## PROBLEM DESCRIPTION
Please transcribe the data that follows, keeping every line exact.

## LISTED ENTRIES
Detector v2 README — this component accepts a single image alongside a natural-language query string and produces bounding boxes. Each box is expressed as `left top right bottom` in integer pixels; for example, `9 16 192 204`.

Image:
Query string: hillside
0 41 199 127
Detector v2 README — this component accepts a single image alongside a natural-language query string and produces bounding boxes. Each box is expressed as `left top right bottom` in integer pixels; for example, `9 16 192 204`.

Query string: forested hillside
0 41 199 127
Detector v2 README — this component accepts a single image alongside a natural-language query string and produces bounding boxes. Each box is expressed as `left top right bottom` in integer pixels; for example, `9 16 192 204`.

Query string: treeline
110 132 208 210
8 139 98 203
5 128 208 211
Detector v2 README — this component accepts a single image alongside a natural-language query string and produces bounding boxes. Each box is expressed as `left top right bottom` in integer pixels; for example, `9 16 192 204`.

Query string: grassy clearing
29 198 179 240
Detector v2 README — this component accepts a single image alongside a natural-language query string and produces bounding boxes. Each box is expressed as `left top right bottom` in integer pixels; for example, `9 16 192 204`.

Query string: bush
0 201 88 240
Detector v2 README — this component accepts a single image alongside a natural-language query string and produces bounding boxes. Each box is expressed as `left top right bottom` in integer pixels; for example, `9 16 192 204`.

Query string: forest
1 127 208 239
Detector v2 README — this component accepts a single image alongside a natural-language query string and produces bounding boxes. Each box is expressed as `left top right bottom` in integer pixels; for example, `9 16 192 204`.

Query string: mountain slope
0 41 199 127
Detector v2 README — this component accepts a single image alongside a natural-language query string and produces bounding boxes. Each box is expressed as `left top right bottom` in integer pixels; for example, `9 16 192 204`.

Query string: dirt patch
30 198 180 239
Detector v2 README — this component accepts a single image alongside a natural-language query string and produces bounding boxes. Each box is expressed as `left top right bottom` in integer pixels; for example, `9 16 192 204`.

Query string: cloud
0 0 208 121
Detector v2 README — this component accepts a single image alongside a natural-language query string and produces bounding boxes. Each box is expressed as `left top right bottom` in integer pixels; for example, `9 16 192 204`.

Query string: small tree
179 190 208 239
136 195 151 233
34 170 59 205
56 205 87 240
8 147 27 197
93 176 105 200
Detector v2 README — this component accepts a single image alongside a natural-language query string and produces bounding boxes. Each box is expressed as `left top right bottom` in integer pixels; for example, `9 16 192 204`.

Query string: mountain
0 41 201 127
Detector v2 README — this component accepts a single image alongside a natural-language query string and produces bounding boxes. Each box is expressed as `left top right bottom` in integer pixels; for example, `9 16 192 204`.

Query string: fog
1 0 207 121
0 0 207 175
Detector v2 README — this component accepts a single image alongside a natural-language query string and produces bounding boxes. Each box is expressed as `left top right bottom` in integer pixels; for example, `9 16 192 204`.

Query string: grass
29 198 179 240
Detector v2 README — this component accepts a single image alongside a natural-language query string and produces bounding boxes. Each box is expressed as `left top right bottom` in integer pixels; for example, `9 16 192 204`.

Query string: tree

## RESPONSE
Detector v2 README — this component accepts a single image alongside a natural-language query string and produces bounding boxes. Each box is expressed as `left top right bottom` in integer pixels; for example, `9 16 192 204`.

Image:
Query string: hillside
0 41 199 127
Detector v2 README — this component accepts a single image alongside a natural-language query string and produces bounding boxes. Each box is expressed as `left top right bottom` in integer pixels; for example, `9 16 192 204`.

Query string: forested hillside
0 41 199 127
Detector v2 README — this component accepts a single image alongside a natural-language query string and produces bounding boxes. Each box is expressed as `left top right bottom` in integer pixels; for example, `9 16 192 204`.

Query string: treeline
110 132 208 210
8 139 98 203
5 128 208 211
Detector v2 README — this component accepts a single image alongside a natural-language query string and produces bounding boxes. Each box is expressed as `left top right bottom` in integer pixels; for example, `9 16 192 204`.

Query string: grassy clearing
29 198 179 240
Detector v2 README — this component accepts a single image alongside a natural-language query string and produces bounding boxes. Each box is expressed as `left top right bottom` in integer pixels; for example, `9 16 192 204`.

Query string: bush
0 201 88 240
Detector v2 README — this component accepts a single image alongside a natural-language query string and produces bounding boxes. Each box is expressed as `left top right bottom` in integer pixels; for example, `9 16 192 204`.

Query string: forest
1 127 208 239
Detector v2 README — this component accepts a single image alongside a natural-language query string and produces bounding boxes. Each box is expressed as `left top right bottom` in integer pixels; for example, `9 16 192 204`.

Query string: mountain slope
0 41 199 127
Detector v2 README — this component accepts a single image alongside a natural-language query string and produces bounding boxes. Each box is expressed as `left top right bottom` in integer pixels; for example, `9 16 192 204`.

Query string: dirt patch
30 198 180 239
Detector v2 README — this component accepts a single image alongside a natural-language query string and produces bounding boxes. Each box is expressed as `left top right bottom` in integer pixels; for example, `9 16 192 204`.

Query string: cloud
0 0 208 121
Detector v2 README — this component accepts a single image alongside a natural-language query string and produces bounding boxes. Each box is expressed as `left top right bottom` in integer pixels; for example, `9 16 192 204`.

Query string: small tree
179 190 208 239
136 195 151 233
34 170 59 205
56 205 87 240
8 147 27 197
93 176 105 200
Detector v2 README — this component accepts a single image alongside a natural-language query string and produces bounding boxes. Each box is expressed as `left top right bottom` in integer pixels; for example, `9 16 192 204`.

Query string: mountain
0 41 201 127
Detector v2 README — this component accepts a single image alongside a natural-language query string and produces bounding boxes. Each box is expressed as `left top right bottom` in integer pixels; for example, `9 16 192 204`.

Query string: fog
1 0 207 121
0 0 207 175
Detector v2 README — this component accepts a single image alongside a natural-language query string and produces bounding boxes. Each box is expressed as `left top right bottom` in integer pixels; for example, `9 16 192 204`.

Query string: grass
29 198 179 240
Detector v2 README — this component accepts a single image alongside a natural-language query string and produces bounding boxes. Each box is expressed as `left top right bottom` in integer pixels; for example, `9 16 192 204`.

Query string: tree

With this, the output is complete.